**COMPLETE THE FOLLOWING**
A. Reproduce the entire blog post about the sixth day of the Collegiate West hike, without changing anything.
B. Write out the portion of the records that begins with the first line of the records and ends with the line containing "point(468, 74)", with both of those lines included, and nothing else.

**TEXT SECTION**

Thursday, August 28, 2014

Collegiate West: Day 6, Paying Homage to My Feet



       

              A few weeks ago, I came around a bend on the Colorado Trail and the busyness of Monarch Pass opened up before me. Six days earlier, my wife Helene dropped me off at Twin Lakes, seventy seven mountain miles north of my destination, Monarch Pass, which was now a quarter mile down the trail. Helene
was down there – I could see her crossing the highway to meet me. I had been out backpacking a new stretch of the Colorado Trail, Collegiate West, to raise funds for the Nature education programs for a not-for-profit environmental education center that I started 15 years ago. When I left, I was up to $114/mile in donations and pledges. With the new trail being 80 miles, I was closing in on $10,000 raised so far!

            As I hiked those last steps down the trail, a huge sense of gratitude filled me. For one, I was so thankful for Helene, who did lots of driving to get me where I needed to be and then pick me up as planned. I was also feeling much appreciation for all of the donors who believed in the cause of Nature education, and in me, to give some of their hard-earned dollars towards this effort. Without them, it would have just been a long backpack through some of Colorado’s beautiful, but challenging, high country. 


            I was also feeling a healthy dose of gratitude for my almost six-decade old body. I suppose that throwing an extra 30 pounds on my back and hitting that mountain trail could be considered something above and beyond the call of duty for a body that’s been around this long.   For sure, I was feeling a bit weary on those final rocky steps, having just hiked a few 15+ mile days of up-and-down hiking over several 12,500+ ridges. But I still felt pretty darn good. Especially, my feet!

**DATASET RECORDS**
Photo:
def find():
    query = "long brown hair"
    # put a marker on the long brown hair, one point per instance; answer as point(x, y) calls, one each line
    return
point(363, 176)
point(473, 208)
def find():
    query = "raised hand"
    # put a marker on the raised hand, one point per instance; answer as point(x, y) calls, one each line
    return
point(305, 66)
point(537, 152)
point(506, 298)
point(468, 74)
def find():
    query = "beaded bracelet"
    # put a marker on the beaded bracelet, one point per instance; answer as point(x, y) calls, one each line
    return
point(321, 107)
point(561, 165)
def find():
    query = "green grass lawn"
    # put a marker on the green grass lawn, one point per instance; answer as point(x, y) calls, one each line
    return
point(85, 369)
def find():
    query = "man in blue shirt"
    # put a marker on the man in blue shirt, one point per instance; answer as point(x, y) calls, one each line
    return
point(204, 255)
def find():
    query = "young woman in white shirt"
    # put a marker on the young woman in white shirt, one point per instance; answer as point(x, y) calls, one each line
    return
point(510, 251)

**LIST OF SOLUTIONS**
A.
Thursday, August 28, 2014

Collegiate West: Day 6, Paying Homage to My Feet



       

              A few weeks ago, I came around a bend on the Colorado Trail and the busyness of Monarch Pass opened up before me. Six days earlier, my wife Helene dropped me off at Twin Lakes, seventy seven mountain miles north of my destination, Monarch Pass, which was now a quarter mile down the trail. Helene
was down there – I could see her crossing the highway to meet me. I had been out backpacking a new stretch of the Colorado Trail, Collegiate West, to raise funds for the Nature education programs for a not-for-profit environmental education center that I started 15 years ago. When I left, I was up to $114/mile in donations and pledges. With the new trail being 80 miles, I was closing in on $10,000 raised so far!

            As I hiked those last steps down the trail, a huge sense of gratitude filled me. For one, I was so thankful for Helene, who did lots of driving to get me where I needed to be and then pick me up as planned. I was also feeling much appreciation for all of the donors who believed in the cause of Nature education, and in me, to give some of their hard-earned dollars towards this effort. Without them, it would have just been a long backpack through some of Colorado’s beautiful, but challenging, high country. 


            I was also feeling a healthy dose of gratitude for my almost six-decade old body. I suppose that throwing an extra 30 pounds on my back and hitting that mountain trail could be considered something above and beyond the call of duty for a body that’s been around this long.   For sure, I was feeling a bit weary on those final rocky steps, having just hiked a few 15+ mile days of up-and-down hiking over several 12,500+ ridges. But I still felt pretty darn good. Especially, my feet!

B.
Photo:
def find():
    query = "long brown hair"
    # put a marker on the long brown hair, one point per instance; answer as point(x, y) calls, one each line
    return
point(363, 176)
point(473, 208)
def find():
    query = "raised hand"
    # put a marker on the raised hand, one point per instance; answer as point(x, y) calls, one each line
    return
point(305, 66)
point(537, 152)
point(506, 298)
point(468, 74)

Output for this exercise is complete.